** Instructions to follow **
Copy the following data exactly and drop the pictures.

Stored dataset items
◇ ◇ ◇ ◇
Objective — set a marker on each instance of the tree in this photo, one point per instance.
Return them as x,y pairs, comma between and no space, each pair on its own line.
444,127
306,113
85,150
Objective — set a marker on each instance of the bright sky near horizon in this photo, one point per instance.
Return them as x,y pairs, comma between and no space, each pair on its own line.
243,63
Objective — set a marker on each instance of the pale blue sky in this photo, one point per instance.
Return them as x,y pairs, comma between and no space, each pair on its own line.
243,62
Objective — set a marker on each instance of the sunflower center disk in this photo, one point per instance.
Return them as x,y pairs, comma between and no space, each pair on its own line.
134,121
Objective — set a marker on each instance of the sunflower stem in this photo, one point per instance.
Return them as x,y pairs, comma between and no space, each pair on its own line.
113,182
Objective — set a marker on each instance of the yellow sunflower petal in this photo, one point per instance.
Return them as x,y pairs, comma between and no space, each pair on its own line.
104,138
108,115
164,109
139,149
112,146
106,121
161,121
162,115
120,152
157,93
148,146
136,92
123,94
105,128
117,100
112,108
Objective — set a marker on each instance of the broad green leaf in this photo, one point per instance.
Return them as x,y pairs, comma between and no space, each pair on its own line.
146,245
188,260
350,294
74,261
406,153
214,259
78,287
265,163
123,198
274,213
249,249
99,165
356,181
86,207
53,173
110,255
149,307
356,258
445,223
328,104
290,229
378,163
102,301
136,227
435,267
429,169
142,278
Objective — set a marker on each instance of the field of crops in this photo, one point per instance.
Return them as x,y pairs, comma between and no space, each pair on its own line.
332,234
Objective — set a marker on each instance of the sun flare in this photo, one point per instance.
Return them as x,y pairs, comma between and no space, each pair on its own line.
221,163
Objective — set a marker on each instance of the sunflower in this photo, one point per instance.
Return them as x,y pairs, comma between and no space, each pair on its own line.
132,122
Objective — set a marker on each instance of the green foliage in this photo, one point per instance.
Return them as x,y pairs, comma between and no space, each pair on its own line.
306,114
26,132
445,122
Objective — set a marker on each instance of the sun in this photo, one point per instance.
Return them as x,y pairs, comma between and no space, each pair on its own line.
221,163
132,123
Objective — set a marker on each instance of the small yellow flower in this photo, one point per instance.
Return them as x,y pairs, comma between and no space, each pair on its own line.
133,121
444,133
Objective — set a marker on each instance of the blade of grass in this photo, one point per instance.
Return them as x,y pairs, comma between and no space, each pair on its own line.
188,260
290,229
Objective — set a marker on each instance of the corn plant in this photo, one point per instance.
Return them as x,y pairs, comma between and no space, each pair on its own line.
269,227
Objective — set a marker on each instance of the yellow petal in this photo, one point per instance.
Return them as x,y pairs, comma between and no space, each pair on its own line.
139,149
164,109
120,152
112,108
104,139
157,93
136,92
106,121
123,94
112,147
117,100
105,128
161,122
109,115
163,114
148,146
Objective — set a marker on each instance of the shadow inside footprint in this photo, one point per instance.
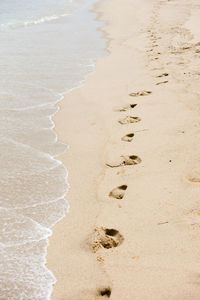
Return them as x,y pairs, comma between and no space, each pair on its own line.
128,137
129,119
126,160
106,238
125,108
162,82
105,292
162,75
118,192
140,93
◇ ◇ ◇ ◇
** Exercise output **
Objective — set a marker on each instance of the tree in this photo, one point per instance.
Return them as x,y pairs, comma between and no space, each pair on its own line.
444,127
306,113
85,150
Objective — set a marker on each instance of the bright sky near horizon in this photo, one point per instance.
Return them as x,y pairs, comma between and no space, each pair on its own line.
243,63
Objective — set a marker on each instance of the pale blue sky in this photo, one point per instance.
Return them as x,y pairs, comma between and no space, each pair on its own line.
243,62
Objective — set a marker on each instance of the sunflower center disk in this photo, one point per instance.
Return them as x,y pairs, comma between and no space, each pair on its own line.
134,121
Objective — set a marker on each instance of the sunflower stem in this photo, one point per instance.
Return them as x,y pairs, comma between and no space, each pair on its own line.
113,182
Objective — set a marker on each instance of the yellow sunflower petal in this photo, one point per instance.
Return them as x,y pairs, comma between and no space, each pair on its own line.
104,138
108,115
164,109
139,149
112,146
106,121
161,121
162,115
120,152
157,93
148,146
136,92
123,94
105,128
117,100
112,108
Objective — set a marker on each instance of the broad green leaf in this photo, one point per instance.
Return them as x,y pairs, comma between and no space, each pair on its own line.
146,245
188,260
350,294
74,261
406,153
214,259
78,287
265,163
123,198
274,213
249,249
99,165
356,181
86,207
53,173
110,255
149,307
356,258
445,223
328,104
290,229
378,163
102,301
136,227
435,267
429,169
142,278
Objective — set a marker on each instance of the field of crops in this photo, one point per instance.
Return them as x,y pairs, comma between and no space, each pair on its own line.
332,234
Objective — set a marker on each instance of the sun flare in this photo, one point per instance.
Return them as x,y pairs, comma between and no space, each pair on its own line.
221,163
Objective — set a marker on each instance of the sunflower in this photo, one point per instance.
Return them as x,y pairs, comma between and no space, each pair on its own line.
132,122
Objective — set a marker on each instance of the green foliage in this photo, one point per instance.
Return them as x,y pairs, comma between and no space, each pair on its own line.
306,114
26,132
445,122
Objective — set a marker on each instance of the sun in this photo, one point per instance.
Return them as x,y pairs, comma between and no space, each pair on its own line.
221,163
132,123
Objective — set a marker on each instance of the small yellow flower in this photo, one point per instance.
Return them as x,y pairs, comma between and no space, each pair on its own line.
133,121
444,133
Objective — set a marker on each instance of the blade of grass in this photo, one point per instance.
Return them as x,y pairs, comma between and no space, each pair on its own line.
188,260
290,229
Objective — set a marker on each instance of the corn plant in this photo, one point per instance.
Return them as x,y pairs, comma between and no space, each pair on its own line.
269,227
Objective — set a marker on each instance of the yellow petal in this photo, one point per instance.
Return them as x,y pairs, comma between and no space, each pair on its own line.
139,149
164,109
120,152
112,108
104,139
157,93
136,92
106,121
123,94
112,147
117,100
105,128
161,122
109,115
163,114
148,146
Objective — set a marker on each instance of the shadow inside footprint in this photo, one point per instance.
Return them as x,y pairs, comma between and no space, each pair on its own line.
128,137
129,119
126,160
106,238
125,108
162,82
105,292
162,75
118,192
140,93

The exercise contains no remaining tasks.